Reproduce the listing word for word, from its first line through the line containing "positive clicks: (118, 414) (113, 449)", including both of those lines.

[Data]
****

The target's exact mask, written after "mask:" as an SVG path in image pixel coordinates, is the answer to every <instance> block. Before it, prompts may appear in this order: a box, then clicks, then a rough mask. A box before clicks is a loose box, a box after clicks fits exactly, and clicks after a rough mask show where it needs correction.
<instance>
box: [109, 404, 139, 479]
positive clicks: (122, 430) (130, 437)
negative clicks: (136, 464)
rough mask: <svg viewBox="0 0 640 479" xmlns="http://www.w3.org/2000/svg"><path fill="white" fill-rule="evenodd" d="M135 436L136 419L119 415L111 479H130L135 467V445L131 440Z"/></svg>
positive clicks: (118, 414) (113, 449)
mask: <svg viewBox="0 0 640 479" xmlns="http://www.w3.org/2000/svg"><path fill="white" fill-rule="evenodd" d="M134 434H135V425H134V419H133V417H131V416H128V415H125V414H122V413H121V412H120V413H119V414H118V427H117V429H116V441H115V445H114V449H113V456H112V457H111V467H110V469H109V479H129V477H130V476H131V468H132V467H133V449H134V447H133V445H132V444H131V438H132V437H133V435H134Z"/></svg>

****

[Response to this task]
The target's exact mask, written after "mask:" as an SVG path in image pixel coordinates, is the answer to every <instance> block. Before it, prompts may appear in this order: a box, then clicks, then a rough mask. A box before clicks is a loose box, a box after clicks fits exactly, and clicks after a rough mask show where it needs correction.
<instance>
box: [109, 404, 139, 479]
positive clicks: (122, 430) (130, 437)
negative clicks: (136, 464)
rough mask: <svg viewBox="0 0 640 479" xmlns="http://www.w3.org/2000/svg"><path fill="white" fill-rule="evenodd" d="M135 436L136 419L119 415L111 479H130L135 467V445L131 440Z"/></svg>
positive clicks: (118, 414) (113, 449)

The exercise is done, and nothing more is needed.